> [EXERCISES]
1. Please set down the opinion letter word for word, from "I am unable to answer" up to and including "of thesheriff's department?".
2. According to the opinion letter, what nonprofit corporation formed to assist local law enforcement agencies was the subject of Ark. Op. Att'y Gen. No. 89-082?

Opinion No.

The Honorable Jack Critcher State Senator P.O. Box 79 Grubbs, AR 72431-0079

Dear Senator Critcher:

I am writing in response to your request for my opinion on the following questions:

1. Are the items that have been donated to a sheriff's department reserve unit the property of the unit's members or of the sheriff's department?

2. If an incoming sheriff elects to disband the unit, does he have authority to demand that the donated items be returned to his office?

You indicate that the former sheriff staffed the reserve unit with department personnel. I gather the new sheriff intends to reform the unit, since he has directed the former members to "reapply."

RESPONSE

I am unable to answer your questions, since determining who owns the property will entail conducting a factual inquiry into the circumstances surrounding the donations. I cannot answer the factual question of whether the donors gave the property to the sheriff's department, to the reserve unit as a separate entity or to the individual members of the reserve unit. I also cannot determine whether the donors conditioned the gifts on their continued use in law enforcement. These are questions that can only be resolved by a finder of fact.

Question 1: Are the items that have been donated to a sheriff'sdepartment reserve unit the property of the unit's members or of thesheriff's department?

You have not indicated in your request whether the unit was formally organized or whether it was merely an association of volunteers. Based on my limited information, I am unable to determine the extent to which the sheriff exercised formal supervision and control over his employee reserve officers — a question that may be significant in determining whether the reserve unit was in fact an arm of the sheriff's department. I am further unaware of what representations were made in soliciting the gifts and by whom — questions that clearly bear on which entity or individuals were the actual donees. I can, however, point to some general principles that have been applied in previous Attorney General opinions that dealt with possibly analogous situations. In the enclosed Ark. Op. Att'y Gen. No. 89-082, one of my predecessors opined that private donations to the Faulkner County Emergency Squad, a nonprofit corporation formed to assist local law enforcement agencies, could not be classified as "county funds" subject to county control even though the squad was funded in part through a voluntary one-mill tax. In the enclosed Ark. Op. Att'y Gen. No. 95-349, my immediate predecessor opined that private funds raised by a group of Heber Springs police officers to supplement city funding of the department were not "public funds," and hence need not be deposited into the city's general fund, even though the group of officers was not organized as a nonprofit corporation. Finally, in the enclosed Ark. Op. Att'y Gen. No. 2000-063, I opined that if the Kensett Volunteer Fire Department Association were a private association, its fund of "personal citizen donations" would in all likelihood not be subject to fire department control or legislative audit.

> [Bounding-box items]

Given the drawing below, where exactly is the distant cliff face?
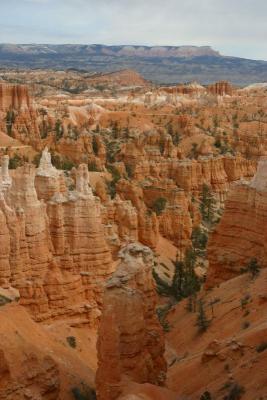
[96,243,166,400]
[0,44,267,85]
[0,83,40,147]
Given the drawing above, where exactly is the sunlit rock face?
[0,149,113,325]
[207,158,267,286]
[96,243,166,400]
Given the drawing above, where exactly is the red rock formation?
[0,83,40,148]
[0,84,31,111]
[208,81,233,96]
[207,160,267,286]
[0,305,60,400]
[0,150,113,324]
[96,243,166,400]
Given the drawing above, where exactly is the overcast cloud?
[0,0,267,60]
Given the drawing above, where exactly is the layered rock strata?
[0,149,113,323]
[96,243,166,400]
[207,158,267,286]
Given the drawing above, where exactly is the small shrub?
[88,162,98,172]
[67,336,77,349]
[9,154,23,169]
[242,321,250,329]
[256,342,267,353]
[196,300,210,333]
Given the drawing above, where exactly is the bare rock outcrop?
[96,243,166,400]
[207,159,267,286]
[208,81,234,96]
[0,149,113,325]
[0,83,41,148]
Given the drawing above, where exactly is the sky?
[0,0,267,60]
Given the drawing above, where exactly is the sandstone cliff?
[0,150,113,325]
[96,243,166,400]
[207,159,267,286]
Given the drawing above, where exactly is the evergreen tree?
[200,184,215,223]
[196,299,210,333]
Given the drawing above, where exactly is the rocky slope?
[207,159,267,286]
[96,243,166,400]
[1,150,113,325]
[0,44,267,84]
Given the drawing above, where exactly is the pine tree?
[196,299,210,333]
[200,184,215,223]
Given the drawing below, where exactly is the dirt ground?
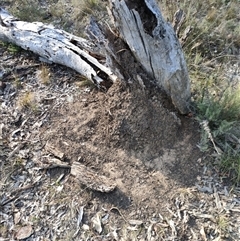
[0,5,240,241]
[43,75,201,205]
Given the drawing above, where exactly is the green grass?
[5,0,240,184]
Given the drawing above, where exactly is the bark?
[111,0,190,114]
[0,8,117,88]
[0,0,190,114]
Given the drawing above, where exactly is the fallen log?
[0,0,190,114]
[0,8,117,88]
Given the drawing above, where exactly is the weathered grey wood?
[0,8,117,90]
[71,162,116,192]
[111,0,190,114]
[0,0,190,114]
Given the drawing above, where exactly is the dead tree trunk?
[0,0,190,114]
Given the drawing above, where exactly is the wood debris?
[71,162,116,192]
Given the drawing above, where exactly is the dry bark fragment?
[71,162,116,192]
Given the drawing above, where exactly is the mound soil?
[42,78,201,213]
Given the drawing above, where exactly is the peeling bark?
[0,0,190,114]
[111,0,190,114]
[0,8,117,88]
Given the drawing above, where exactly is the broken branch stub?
[111,0,190,114]
[0,8,117,88]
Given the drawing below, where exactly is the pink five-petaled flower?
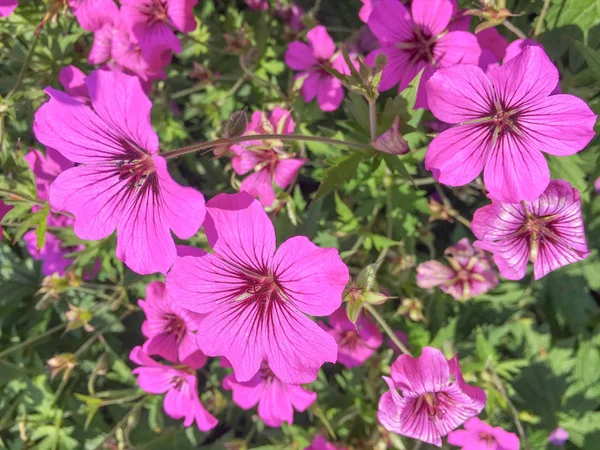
[138,281,206,367]
[285,25,350,111]
[448,417,519,450]
[33,70,205,274]
[368,0,481,108]
[417,238,498,300]
[377,347,486,447]
[471,180,590,280]
[231,107,306,206]
[223,363,317,428]
[121,0,198,61]
[425,47,596,203]
[320,306,383,369]
[129,346,218,431]
[167,192,349,384]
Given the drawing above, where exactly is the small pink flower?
[121,0,198,61]
[417,238,498,300]
[377,347,486,447]
[67,0,119,31]
[471,180,590,280]
[167,192,349,384]
[223,363,317,428]
[425,47,596,203]
[320,306,383,369]
[448,417,519,450]
[33,70,205,274]
[129,346,218,431]
[231,107,306,206]
[138,281,206,367]
[285,25,350,111]
[368,0,481,108]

> [PER-TASK OUTPUTS]
1.
I am unable to answer your questions, since determining who owns the property will entail conducting a factual inquiry into the circumstances surrounding the donations. I cannot answer the factual question of whether the donors gave the property to the sheriff's department, to the reserve unit as a separate entity or to the individual members of the reserve unit. I also cannot determine whether the donors conditioned the gifts on their continued use in law enforcement. These are questions that can only be resolved by a finder of fact.

Question 1: Are the items that have been donated to a sheriff'sdepartment reserve unit the property of the unit's members or of thesheriff's department?

2. The Faulkner County Emergency Squad.